» Given problem A
Check each statement against the proof of the Intermediate Value Theorem below: (i) the proof assumes, without loss of generality, that f(a) is greater than f(b); (ii) the set V consists of the points x in [a, b] where f(x) is less than m; (iii) c is defined as the supremum of V. For each, answer yes or no and quote the words of the proof that decide it.

Proof of the Intermediate Value Theorem
Stewart Calculus에 나오는 Intermediate Value Theorem을 증명하여 보았다.
Let $f$ be a function that is continuous on a closed interval $[a, b]$. For any value $m$ that lies strictly between $f(a)$ and $f(b)$, there exists at least one number $c \in (a, b)$ such that $f(c) = m$.
The proof relies on the Completness Axiom of the real numbers which guarantees the existence of a least upper bound (supremum) for any non-empty, bounded set of real numbers.
Without loss of generality, assume $f(a)>f(b)$.
Let $m$ : any numer such that $f(b)<m<f(a)$.
Define a set $V$, $V=\{ x \in [a,b] | f(x) > m\}$.
Since, $V$ is non-empty ($f(a)>m \rightarrow x=a$ is in $V$ so, $V \neq \varnothing$)
and $V$ is bounded above (By definition, $V \subset [a,b]$. So, $x\in V \rightarrow x\leq b$. Therefore upper bound of $V=b$),
Completness Axiom guarantees that supremum exists.
Let $c=\operatorname{sup} (V)$.
Since $a\in V$ and $b$ is an upper bound of $V$, $a\leq c\leq b$.
Case I) if $f(c) > m$
Let $\epsilon = f(c) - m$. Then $\epsilon > 0$.
Since $f$ is continuous at $c$, for this $\epsilon$, $\exists\delta > 0$ such that, for any $x\in [a,b]$ with $|x-c|<\delta \rightarrow |f(x)-f(c)|<\epsilon$.
$|f(x)-f(c)|<\epsilon$ can be written as $f(c)-\epsilon < f(x) < f(c)+\epsilon$.
By substituting $\epsilon$ with $f(c)-m$, we can get $m<f(x)$.
So, we can conclude that for all interval $(c-\delta ,c+\delta)$, function $f(x)>m$.
Since $f(b)<m$, $c\neq b$. $c<b$.
With the fact of $c$ being strictly smaller than $b$, we can find a point $x_0$ such that $c<x_0<c+\delta$ and $x_0\in [a,b]$. Then, $f(x_0)>m$.

» Given problem B
Output the rows from the line with "The grounding module scans the image below for the picture" to the line with "(79, 148), (120, 196)" as a JSON list of strings, one string per line. Skip blank lines and leave out the picture.

» Record list
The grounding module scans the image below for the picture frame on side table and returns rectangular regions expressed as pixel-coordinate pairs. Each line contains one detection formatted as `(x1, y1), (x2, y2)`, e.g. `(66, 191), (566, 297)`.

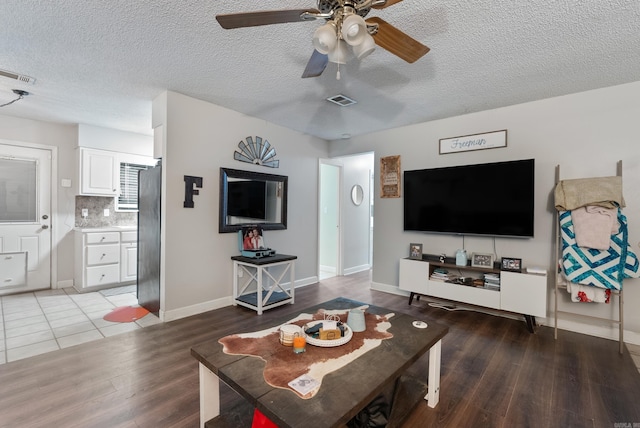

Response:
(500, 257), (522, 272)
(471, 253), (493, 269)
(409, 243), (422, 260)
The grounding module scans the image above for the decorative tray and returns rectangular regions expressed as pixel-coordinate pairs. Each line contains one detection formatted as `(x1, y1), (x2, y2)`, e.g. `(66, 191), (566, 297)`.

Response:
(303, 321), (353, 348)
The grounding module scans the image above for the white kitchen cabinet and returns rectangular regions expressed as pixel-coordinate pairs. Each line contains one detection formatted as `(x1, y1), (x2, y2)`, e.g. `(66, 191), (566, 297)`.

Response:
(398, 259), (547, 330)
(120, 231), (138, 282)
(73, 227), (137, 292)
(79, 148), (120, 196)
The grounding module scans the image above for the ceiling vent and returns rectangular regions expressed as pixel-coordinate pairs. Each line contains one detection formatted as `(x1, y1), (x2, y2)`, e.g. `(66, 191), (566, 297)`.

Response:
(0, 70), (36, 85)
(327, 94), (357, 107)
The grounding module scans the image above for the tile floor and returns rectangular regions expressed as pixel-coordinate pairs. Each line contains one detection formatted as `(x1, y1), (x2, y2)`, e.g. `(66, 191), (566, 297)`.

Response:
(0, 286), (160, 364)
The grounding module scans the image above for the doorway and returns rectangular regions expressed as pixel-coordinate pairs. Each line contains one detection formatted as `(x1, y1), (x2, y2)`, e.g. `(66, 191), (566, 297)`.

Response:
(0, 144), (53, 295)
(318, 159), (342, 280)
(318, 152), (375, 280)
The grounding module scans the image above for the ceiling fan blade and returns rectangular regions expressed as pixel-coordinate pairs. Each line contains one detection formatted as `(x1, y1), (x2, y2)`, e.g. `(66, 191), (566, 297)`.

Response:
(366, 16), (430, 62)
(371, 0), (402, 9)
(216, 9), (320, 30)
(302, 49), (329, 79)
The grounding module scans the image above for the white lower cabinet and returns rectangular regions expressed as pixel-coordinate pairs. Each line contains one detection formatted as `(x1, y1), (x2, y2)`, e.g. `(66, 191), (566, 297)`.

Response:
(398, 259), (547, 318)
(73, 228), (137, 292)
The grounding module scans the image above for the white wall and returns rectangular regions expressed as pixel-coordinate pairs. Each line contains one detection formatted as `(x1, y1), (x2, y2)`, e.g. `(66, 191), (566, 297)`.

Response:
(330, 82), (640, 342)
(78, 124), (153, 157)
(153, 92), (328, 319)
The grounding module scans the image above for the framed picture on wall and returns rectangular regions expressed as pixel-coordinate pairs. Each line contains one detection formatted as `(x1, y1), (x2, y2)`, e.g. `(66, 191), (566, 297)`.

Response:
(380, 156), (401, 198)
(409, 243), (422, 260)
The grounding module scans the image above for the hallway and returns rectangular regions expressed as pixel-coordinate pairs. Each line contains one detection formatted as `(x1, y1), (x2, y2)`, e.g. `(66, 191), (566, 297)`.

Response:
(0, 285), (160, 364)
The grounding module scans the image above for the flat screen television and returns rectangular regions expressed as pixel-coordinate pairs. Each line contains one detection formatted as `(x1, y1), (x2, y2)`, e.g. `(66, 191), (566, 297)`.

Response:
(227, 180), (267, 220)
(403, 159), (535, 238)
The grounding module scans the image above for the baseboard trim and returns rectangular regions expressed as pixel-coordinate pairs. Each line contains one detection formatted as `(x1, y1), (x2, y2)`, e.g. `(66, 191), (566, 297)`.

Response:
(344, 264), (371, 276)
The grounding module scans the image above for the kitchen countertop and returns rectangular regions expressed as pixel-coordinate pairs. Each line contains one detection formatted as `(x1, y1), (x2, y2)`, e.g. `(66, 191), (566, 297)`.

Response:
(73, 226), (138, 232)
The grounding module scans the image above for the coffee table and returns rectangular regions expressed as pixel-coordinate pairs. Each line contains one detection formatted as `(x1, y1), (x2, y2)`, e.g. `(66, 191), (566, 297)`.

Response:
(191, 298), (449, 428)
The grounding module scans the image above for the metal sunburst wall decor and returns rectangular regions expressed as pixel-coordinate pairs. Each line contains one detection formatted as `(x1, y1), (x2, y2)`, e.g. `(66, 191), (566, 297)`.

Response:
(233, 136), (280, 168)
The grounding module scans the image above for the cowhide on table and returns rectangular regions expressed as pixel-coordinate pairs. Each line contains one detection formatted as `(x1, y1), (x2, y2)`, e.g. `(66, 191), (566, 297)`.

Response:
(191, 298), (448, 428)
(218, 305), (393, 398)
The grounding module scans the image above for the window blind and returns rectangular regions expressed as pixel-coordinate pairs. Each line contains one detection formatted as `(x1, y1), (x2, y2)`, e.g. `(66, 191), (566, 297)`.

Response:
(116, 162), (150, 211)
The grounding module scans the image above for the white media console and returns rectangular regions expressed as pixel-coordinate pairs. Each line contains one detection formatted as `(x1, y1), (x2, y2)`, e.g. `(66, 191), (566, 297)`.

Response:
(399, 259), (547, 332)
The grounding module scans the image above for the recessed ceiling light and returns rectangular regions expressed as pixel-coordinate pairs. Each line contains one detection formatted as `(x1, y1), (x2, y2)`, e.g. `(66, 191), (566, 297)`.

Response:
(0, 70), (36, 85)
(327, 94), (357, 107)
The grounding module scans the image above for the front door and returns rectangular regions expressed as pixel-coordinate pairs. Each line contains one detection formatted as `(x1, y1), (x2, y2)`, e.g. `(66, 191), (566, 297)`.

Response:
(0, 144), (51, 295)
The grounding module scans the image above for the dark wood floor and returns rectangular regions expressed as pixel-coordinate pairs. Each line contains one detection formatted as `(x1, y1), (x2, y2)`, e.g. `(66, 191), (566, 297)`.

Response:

==

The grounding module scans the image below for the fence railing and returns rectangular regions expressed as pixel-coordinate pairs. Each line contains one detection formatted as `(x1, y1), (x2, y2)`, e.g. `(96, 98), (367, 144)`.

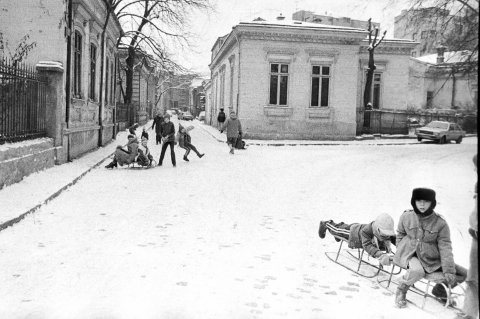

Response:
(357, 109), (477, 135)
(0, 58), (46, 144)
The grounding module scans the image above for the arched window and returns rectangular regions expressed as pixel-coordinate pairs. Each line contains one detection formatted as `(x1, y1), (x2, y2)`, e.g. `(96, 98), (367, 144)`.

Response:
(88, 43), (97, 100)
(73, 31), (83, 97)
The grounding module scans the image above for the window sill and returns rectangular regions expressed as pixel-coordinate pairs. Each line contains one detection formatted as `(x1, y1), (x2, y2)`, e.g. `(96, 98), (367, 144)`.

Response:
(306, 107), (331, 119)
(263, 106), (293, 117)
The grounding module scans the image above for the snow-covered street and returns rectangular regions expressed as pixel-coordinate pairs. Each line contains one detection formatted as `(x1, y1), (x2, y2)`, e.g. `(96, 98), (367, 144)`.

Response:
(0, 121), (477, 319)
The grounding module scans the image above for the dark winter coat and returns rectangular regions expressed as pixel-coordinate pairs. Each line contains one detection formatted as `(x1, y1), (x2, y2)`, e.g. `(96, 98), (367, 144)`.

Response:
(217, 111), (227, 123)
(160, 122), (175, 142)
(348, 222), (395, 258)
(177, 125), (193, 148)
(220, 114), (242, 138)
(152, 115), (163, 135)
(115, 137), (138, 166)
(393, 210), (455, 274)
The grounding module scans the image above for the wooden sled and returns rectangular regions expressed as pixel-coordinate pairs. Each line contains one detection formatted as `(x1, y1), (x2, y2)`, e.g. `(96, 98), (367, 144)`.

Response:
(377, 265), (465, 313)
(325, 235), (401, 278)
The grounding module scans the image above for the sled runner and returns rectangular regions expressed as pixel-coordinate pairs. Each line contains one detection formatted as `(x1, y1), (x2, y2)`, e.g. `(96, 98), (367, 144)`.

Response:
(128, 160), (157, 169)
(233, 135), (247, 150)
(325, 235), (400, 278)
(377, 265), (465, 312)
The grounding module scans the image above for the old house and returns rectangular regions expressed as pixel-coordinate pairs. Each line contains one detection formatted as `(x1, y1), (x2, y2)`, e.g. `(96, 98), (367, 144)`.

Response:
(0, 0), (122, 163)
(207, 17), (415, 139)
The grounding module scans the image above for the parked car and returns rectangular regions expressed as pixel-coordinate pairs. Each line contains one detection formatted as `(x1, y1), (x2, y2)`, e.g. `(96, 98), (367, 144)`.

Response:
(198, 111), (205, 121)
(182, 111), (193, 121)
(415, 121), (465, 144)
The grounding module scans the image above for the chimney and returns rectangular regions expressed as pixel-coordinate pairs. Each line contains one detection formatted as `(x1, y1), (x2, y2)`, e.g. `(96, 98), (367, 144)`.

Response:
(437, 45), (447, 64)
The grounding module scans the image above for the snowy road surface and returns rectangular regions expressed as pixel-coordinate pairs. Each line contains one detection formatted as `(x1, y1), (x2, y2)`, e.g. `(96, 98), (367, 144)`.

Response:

---

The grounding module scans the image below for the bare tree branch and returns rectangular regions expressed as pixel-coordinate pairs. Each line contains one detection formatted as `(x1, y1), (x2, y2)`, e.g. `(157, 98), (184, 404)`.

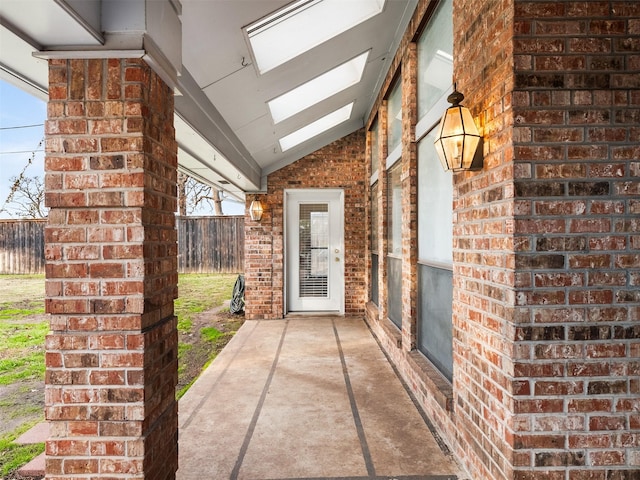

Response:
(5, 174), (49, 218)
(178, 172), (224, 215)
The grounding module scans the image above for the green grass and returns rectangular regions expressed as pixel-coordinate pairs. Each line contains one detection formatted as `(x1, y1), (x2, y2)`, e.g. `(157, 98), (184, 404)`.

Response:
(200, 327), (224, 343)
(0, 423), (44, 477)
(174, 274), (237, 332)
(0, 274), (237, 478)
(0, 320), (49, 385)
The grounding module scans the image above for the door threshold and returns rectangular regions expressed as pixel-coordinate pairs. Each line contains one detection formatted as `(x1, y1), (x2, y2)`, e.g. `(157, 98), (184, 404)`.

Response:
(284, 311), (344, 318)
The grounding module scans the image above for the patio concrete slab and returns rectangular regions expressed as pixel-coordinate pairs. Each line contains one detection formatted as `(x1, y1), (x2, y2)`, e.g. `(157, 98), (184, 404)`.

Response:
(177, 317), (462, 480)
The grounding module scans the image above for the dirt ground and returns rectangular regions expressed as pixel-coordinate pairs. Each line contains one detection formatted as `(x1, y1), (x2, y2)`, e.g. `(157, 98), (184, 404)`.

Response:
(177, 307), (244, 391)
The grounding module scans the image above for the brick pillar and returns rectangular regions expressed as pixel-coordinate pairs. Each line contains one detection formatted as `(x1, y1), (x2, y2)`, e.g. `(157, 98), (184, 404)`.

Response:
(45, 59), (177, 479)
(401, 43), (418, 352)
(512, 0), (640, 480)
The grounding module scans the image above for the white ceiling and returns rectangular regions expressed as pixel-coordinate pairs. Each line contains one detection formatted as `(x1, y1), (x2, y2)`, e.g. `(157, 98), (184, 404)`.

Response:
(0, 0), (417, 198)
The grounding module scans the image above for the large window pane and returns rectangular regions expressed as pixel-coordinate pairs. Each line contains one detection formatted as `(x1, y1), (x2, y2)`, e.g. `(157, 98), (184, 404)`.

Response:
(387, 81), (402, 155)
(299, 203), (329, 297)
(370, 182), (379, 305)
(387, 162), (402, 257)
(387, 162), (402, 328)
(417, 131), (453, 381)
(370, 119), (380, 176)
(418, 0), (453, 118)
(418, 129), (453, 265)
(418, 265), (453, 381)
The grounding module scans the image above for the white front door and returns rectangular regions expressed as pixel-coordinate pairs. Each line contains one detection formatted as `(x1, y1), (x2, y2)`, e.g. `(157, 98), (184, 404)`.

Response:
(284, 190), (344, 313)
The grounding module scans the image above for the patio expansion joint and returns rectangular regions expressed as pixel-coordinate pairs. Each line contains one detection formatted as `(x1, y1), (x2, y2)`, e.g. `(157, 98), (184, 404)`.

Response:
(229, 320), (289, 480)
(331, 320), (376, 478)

» Correct result A
(i) Yes: "Without loss of generality, assume $f(a)>f(b)$."
(ii) No: "$V=\{ x \in [a,b] | f(x) > m\}$"
(iii) Yes: "Let $c=\operatorname{sup} (V)$."

» Correct result B
[
  "The grounding module scans the image below for the picture frame on side table and returns rectangular regions expressed as pixel-coordinate pairs. Each line contains one detection formatted as `(x1, y1), (x2, y2)`, e.g. `(66, 191), (566, 297)`.",
  "Response:",
  "(500, 257), (522, 272)",
  "(471, 253), (493, 269)",
  "(409, 243), (422, 260)",
  "The grounding module scans the image above for the decorative tray and returns rectangular regions expressed as pixel-coordinate pairs. Each line contains one detection formatted as `(x1, y1), (x2, y2)`, e.g. `(66, 191), (566, 297)`.",
  "Response:",
  "(303, 321), (353, 348)",
  "The grounding module scans the image above for the white kitchen cabinet and returns rectangular regions expressed as pixel-coordinate pairs. Each line contains one detection formatted as `(x1, y1), (x2, y2)`, e.g. `(66, 191), (566, 297)`.",
  "Response:",
  "(398, 259), (547, 330)",
  "(120, 231), (138, 282)",
  "(73, 227), (137, 292)",
  "(79, 148), (120, 196)"
]